• _The problem_
The data should be printed in full, character for character.

• _Data records_
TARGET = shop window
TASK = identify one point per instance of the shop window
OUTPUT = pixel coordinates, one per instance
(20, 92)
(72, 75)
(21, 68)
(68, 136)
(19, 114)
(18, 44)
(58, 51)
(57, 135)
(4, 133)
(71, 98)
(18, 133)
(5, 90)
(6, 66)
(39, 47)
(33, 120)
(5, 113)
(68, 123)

• _Reply to the task_
TARGET = shop window
TASK = identify one point per instance of the shop window
OUTPUT = pixel coordinates, one per instance
(20, 92)
(72, 75)
(21, 68)
(68, 136)
(19, 114)
(18, 44)
(58, 51)
(57, 135)
(4, 133)
(71, 98)
(18, 133)
(5, 90)
(6, 66)
(39, 47)
(33, 120)
(5, 113)
(68, 123)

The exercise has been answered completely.